| Objective A |
In the forum thread, at what temperature and for how long does the sheet pan suggestion say to bake the cut-up veggies and meat?

| Document text |
# Hi! New here. Husband and in law issues.



## Brownfox (Jun 7, 2021)

So we've been married 9 years and have two kids. I'm a stay at home mom.

We're having trouble with dinner and scheduling. So my husband wanted me to keep weekends clear just in case his parents wanted to see the kids. 

Our kids are in two sports which take up three days a week plus one goes to counseling, making it four days a week we are on the road.

He's complaining that we're not eating dinner as a family enough and that we eat out too much. I reminded him that I usually make the kids something early because of their practice times. 

I asked him what he wanted me to do and suggested prepped meals during the week, and he wasn't interested.

I've asked him several times (it's been almost two months of this) to take the kids to practice and every single time I've asked him to do that, he has some reason he can't. 

He hasn't taken them to practice at all, either sport, in almost two months.

I told him what was going on from my perspective and he seemed to get upset with me. Realistically, if I'm out at practice from 500 to 645 nearly every night how can I make dinner, too? 

Especially since he doesn't want to take the responsibility of cooking.

What advice do you have for us?


----------



## AllyCat702 (May 30, 2021)

Does your grocery story have prepared food you can just grab and go?


----------



## ccpowerslave (Nov 21, 2020)

Sheet pan superhero. Cut up veggies and meat and bake out at 375 for 30 minutes this is provided everything is fresh and not frozen. I buy only 3 days of food at a time or so and leave it in the fridge.

Generally during the week I don’t spend more than 40 minutes cooking.


----------



## Pip’sJourney (Mar 17, 2021)

I used a crock pot. and had travel ball, french horn lesson, tennis and basketball practices....


----------



## coquille (May 8, 2018)

| Material for this task |
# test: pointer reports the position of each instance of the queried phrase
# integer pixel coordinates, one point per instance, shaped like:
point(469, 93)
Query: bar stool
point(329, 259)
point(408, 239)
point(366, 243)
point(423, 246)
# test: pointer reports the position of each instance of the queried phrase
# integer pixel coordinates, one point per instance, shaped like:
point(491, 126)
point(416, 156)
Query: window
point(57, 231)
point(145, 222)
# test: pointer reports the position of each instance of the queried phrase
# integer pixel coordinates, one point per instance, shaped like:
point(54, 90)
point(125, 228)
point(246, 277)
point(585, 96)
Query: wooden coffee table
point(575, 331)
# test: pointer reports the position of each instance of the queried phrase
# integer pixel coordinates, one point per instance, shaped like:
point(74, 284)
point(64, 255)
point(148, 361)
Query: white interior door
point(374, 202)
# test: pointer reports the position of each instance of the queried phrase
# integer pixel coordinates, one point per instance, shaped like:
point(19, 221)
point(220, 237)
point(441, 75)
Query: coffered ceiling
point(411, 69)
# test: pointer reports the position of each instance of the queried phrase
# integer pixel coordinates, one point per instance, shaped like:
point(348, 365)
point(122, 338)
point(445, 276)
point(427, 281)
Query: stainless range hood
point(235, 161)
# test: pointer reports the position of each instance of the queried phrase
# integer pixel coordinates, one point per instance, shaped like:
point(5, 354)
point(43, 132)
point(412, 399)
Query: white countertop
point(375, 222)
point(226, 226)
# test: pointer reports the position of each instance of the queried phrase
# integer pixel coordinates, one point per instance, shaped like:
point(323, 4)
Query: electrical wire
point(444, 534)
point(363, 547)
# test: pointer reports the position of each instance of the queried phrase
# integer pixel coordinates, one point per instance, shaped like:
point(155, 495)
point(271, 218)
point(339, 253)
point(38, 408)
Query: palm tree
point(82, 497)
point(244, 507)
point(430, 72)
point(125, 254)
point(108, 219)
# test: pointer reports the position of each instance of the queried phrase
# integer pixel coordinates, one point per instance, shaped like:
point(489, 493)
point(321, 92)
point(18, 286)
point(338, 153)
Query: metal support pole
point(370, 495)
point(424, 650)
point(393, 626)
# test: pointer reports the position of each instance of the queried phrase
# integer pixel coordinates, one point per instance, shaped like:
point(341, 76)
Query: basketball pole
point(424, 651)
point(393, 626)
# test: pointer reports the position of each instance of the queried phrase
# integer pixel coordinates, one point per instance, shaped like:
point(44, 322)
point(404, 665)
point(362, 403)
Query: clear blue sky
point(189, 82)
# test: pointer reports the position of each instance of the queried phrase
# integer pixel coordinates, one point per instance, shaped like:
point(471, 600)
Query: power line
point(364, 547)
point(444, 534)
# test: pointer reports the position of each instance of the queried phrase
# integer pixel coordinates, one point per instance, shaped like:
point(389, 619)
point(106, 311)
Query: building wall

| Objective B |
Which lines of the entries contain the word "pole"? Copy out every one.

| Expected output A |
At 375 for 30 minutes.

| Expected output B |
Query: metal support pole
Query: basketball pole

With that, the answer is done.